__Passage for review__
....
The clinic is a disaster in it’s own right. After the hurricane, medicines arrived in boxes and bags. Many boxes burst open and the consult room became a sea of assorted medicine boxes. I begin my work immediately, cleaning and restocking the pharmacy shelves. The next day, the patients arrive. They had heard that I was coming. Many had checked the clinic in the early afternoon on the day I had arrived and had come back the following day to see if I were doing consults yet. Consults start at 10am and go until 9pm. That said, I am woken up at 7am by patients talking outside my room. I try not to listen as I try to not to every day, but I can’t help it. The cement walls are too thin. I roll out from under my mosquito netting and climb off the floor where my mattress lies and see dozens of people waiting.
....
__What you will do__
1. Echo the clinic passage word for word, everything from "The clinic is" down to "of people waiting.".
2. Summarize the clinic passage in two sentences.

[Natural-language object grounding data]
....
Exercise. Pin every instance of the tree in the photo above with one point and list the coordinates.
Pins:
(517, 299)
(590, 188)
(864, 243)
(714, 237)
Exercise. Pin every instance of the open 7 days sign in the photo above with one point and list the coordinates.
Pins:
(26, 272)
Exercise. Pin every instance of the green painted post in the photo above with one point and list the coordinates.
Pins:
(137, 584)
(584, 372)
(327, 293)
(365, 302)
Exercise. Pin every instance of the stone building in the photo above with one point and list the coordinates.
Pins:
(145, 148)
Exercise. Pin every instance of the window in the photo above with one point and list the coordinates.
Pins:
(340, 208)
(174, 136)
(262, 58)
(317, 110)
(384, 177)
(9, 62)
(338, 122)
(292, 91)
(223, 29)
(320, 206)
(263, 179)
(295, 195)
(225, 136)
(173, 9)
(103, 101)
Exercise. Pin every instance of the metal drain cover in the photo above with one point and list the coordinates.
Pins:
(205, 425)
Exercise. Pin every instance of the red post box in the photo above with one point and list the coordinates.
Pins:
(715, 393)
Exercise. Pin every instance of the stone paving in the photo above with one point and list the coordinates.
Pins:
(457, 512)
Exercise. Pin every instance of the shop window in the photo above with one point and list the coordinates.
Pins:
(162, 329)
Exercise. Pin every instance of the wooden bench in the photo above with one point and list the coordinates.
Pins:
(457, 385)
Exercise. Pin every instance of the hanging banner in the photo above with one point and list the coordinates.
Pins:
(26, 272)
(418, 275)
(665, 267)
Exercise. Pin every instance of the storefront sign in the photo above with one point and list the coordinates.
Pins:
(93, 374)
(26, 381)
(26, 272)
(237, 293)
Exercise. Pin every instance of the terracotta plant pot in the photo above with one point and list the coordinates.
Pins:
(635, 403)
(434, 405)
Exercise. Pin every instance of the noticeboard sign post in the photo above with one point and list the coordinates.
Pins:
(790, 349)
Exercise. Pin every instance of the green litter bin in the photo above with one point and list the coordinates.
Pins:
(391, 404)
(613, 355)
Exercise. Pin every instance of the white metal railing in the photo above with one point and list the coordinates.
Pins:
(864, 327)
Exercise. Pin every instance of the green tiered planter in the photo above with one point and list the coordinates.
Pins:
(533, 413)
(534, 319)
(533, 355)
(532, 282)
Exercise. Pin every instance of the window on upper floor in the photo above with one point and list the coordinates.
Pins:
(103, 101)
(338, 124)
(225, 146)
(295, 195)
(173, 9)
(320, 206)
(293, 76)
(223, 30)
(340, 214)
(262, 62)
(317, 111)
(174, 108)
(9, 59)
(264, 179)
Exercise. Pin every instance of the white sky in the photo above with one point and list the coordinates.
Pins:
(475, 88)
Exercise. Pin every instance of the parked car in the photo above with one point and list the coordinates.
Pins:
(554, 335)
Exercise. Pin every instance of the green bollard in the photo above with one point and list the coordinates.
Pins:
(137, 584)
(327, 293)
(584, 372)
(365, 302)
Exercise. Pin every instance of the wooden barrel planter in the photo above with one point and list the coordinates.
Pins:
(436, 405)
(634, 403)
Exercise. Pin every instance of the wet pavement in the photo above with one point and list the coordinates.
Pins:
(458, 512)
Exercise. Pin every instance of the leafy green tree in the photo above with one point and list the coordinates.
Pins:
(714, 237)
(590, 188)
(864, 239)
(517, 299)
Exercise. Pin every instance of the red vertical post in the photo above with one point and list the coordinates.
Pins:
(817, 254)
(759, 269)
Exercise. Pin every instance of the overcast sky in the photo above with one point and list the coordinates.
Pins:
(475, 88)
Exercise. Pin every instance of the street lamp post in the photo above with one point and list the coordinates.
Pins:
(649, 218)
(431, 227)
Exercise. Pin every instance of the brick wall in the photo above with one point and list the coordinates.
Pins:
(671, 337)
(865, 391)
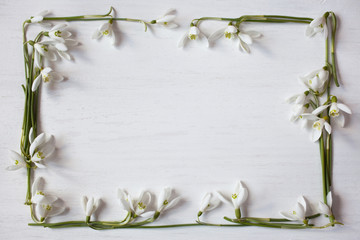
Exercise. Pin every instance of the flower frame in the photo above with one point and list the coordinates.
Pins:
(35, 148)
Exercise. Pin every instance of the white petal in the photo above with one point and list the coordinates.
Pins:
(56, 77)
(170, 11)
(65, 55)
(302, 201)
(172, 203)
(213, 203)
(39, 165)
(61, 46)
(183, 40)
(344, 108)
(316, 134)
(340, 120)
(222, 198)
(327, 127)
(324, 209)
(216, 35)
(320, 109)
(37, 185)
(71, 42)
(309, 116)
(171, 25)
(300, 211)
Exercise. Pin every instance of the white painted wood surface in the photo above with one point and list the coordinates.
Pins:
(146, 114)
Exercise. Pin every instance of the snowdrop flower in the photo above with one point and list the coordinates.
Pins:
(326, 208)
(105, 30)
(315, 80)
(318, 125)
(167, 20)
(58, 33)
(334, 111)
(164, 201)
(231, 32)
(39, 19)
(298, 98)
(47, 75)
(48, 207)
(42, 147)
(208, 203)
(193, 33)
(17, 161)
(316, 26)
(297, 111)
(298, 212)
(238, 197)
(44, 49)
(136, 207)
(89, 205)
....
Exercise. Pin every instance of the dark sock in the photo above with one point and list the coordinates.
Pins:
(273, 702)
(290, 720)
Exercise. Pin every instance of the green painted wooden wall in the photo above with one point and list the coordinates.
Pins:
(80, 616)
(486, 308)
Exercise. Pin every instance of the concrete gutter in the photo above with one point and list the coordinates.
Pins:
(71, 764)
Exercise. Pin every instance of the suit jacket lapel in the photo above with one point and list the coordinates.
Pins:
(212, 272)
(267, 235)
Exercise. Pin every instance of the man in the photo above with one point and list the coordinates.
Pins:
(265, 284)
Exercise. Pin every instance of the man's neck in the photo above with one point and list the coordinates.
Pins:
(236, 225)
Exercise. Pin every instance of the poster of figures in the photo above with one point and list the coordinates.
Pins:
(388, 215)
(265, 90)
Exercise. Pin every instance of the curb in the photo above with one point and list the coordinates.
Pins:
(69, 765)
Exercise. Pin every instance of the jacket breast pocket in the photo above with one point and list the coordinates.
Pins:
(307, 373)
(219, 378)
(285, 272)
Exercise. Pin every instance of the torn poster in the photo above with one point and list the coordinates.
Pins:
....
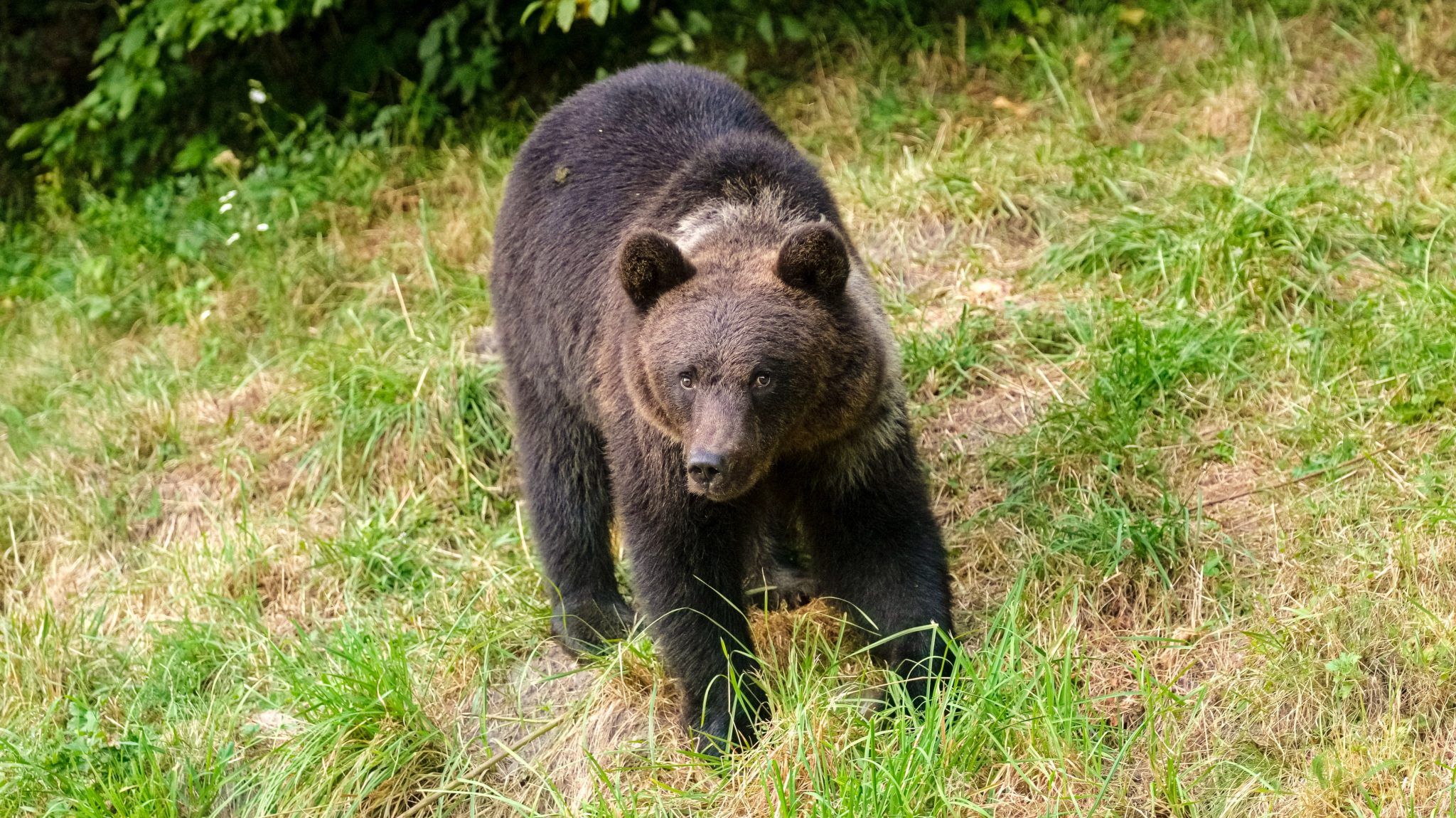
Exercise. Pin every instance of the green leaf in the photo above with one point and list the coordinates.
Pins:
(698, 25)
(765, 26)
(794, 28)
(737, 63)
....
__Results__
1.
The clinic is a disaster in it’s own right. After the hurricane, medicines arrived in boxes and bags. Many boxes burst open and the consult room became a sea of assorted medicine boxes. I begin my work immediately, cleaning and restocking the pharmacy shelves. The next day, the patients arrive. They had heard that I was coming. Many had checked the clinic in the early afternoon on the day I had arrived and had come back the following day to see if I were doing consults yet. Consults start at 10am and go until 9pm. That said, I am woken up at 7am by patients talking outside my room. I try not to listen as I try to not to every day, but I can’t help it. The cement walls are too thin. I roll out from under my mosquito netting and climb off the floor where my mattress lies and see dozens of people waiting.

2. After the hurricane, medicine boxes burst open and filled the clinic's consult room, so the narrator began cleaning and restocking the pharmacy shelves right away. The next day patients who had heard of the narrator's coming arrived, and although consults run from 10am to 9pm, the narrator is woken at 7am by dozens of people waiting outside.